* _Given data_

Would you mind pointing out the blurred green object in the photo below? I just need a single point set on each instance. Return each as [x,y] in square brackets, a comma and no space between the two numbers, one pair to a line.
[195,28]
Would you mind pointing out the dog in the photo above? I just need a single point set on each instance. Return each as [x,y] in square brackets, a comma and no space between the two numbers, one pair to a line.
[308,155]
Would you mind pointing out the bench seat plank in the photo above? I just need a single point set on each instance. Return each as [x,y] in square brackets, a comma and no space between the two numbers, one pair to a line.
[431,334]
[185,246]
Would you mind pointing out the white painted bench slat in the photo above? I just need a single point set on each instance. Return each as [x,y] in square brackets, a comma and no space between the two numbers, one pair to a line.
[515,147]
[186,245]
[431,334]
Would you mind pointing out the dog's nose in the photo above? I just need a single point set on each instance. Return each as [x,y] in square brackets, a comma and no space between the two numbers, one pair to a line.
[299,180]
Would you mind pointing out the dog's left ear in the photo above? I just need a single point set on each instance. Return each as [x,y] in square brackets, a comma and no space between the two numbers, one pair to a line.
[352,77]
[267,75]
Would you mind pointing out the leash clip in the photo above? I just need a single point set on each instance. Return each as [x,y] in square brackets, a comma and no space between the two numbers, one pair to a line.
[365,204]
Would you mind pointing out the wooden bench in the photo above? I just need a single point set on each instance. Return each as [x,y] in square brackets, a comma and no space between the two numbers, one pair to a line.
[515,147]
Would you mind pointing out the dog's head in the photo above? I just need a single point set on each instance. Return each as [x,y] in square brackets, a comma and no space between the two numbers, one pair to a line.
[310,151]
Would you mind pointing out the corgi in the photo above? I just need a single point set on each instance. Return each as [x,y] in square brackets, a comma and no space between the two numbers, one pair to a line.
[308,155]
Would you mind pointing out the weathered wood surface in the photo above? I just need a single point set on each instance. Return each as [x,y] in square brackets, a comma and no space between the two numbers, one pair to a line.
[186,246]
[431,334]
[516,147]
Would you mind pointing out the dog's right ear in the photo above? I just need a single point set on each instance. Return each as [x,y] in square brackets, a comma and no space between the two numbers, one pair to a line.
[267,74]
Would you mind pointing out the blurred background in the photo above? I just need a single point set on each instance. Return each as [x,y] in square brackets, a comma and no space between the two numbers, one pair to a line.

* _What you should do_
All of the entries must be written out exactly as they stand.

* _Answer to this task_
Would you mind pointing out the blurred green object in the photo below? I just need a single point set on each instance. Return each as [x,y] in square brackets, a comma and no space between the two numbers, one pair to a line.
[195,28]
Would you mind pointing out the dog in the photo above? I just need a single point set on each instance. Return each as [x,y] in square brackets, a comma and no space between the two numbers, one pair to a line.
[308,155]
Would you mind pointing out the bench seat plank in the photo above? I just need a single point set on each instance. Return each as [x,y] in square brackets, a comma and no space between the two numbers, one pair to a line.
[431,334]
[185,246]
Would you mind pointing out the white painted bench slat in the photo above? I just need a single point set on each instance. Return each as [x,y] in square brackets, a comma and no space between the two numbers, one pair to a line.
[515,147]
[186,245]
[431,334]
Would you mind pointing out the dog's nose in the photo above? I just need a single point set on each instance. Return each as [x,y] in square brackets, a comma and no space between the two numbers, one pair to a line.
[299,180]
Would you mind pointing out the dog's left ear in the photo above? I just need a single point set on each instance. Return each as [x,y] in square brackets, a comma and no space between the two numbers, one pair to a line.
[352,77]
[267,75]
Would you mind pointing out the leash clip in the photo above? I just need a single point set on each instance. Return each as [x,y] in square brackets, a comma and no space between the two numbers, one pair to a line.
[365,204]
Would you mind pointing out the wooden bench in the photo above? I just need a single point set on each instance. Return each as [x,y] in square brackets, a comma and no space between the two numbers, one pair to a line.
[515,147]
Would you mind pointing out the dog's head in the photo above? I just need a single point set on each instance. Return each as [x,y] in square brackets, a comma and no space between the two numbers, one pair to a line.
[310,151]
Would you mind pointing out the corgi in the photo above? I just need a single point set on each instance. Return each as [x,y] in square brackets, a comma and no space between the two numbers, one pair to a line.
[308,155]
Would you mind pointing out the weathered wood surface in the photo above? I just need a single point set on each instance. Return each as [x,y] in square brackets, a comma and no space between the two numbers, one pair to a line.
[186,246]
[431,334]
[516,147]
Would you mind pointing out the dog's right ear in the photo above? I just need a single point set on each instance. Return each as [x,y] in square brackets, a comma and no space between the two numbers, one pair to a line.
[267,74]
Would you mind pointing out the blurred background in the photo above? I just need a single point set on each instance. Return each as [x,y] in square brackets, a comma and no space between the two numbers, one pair to a line.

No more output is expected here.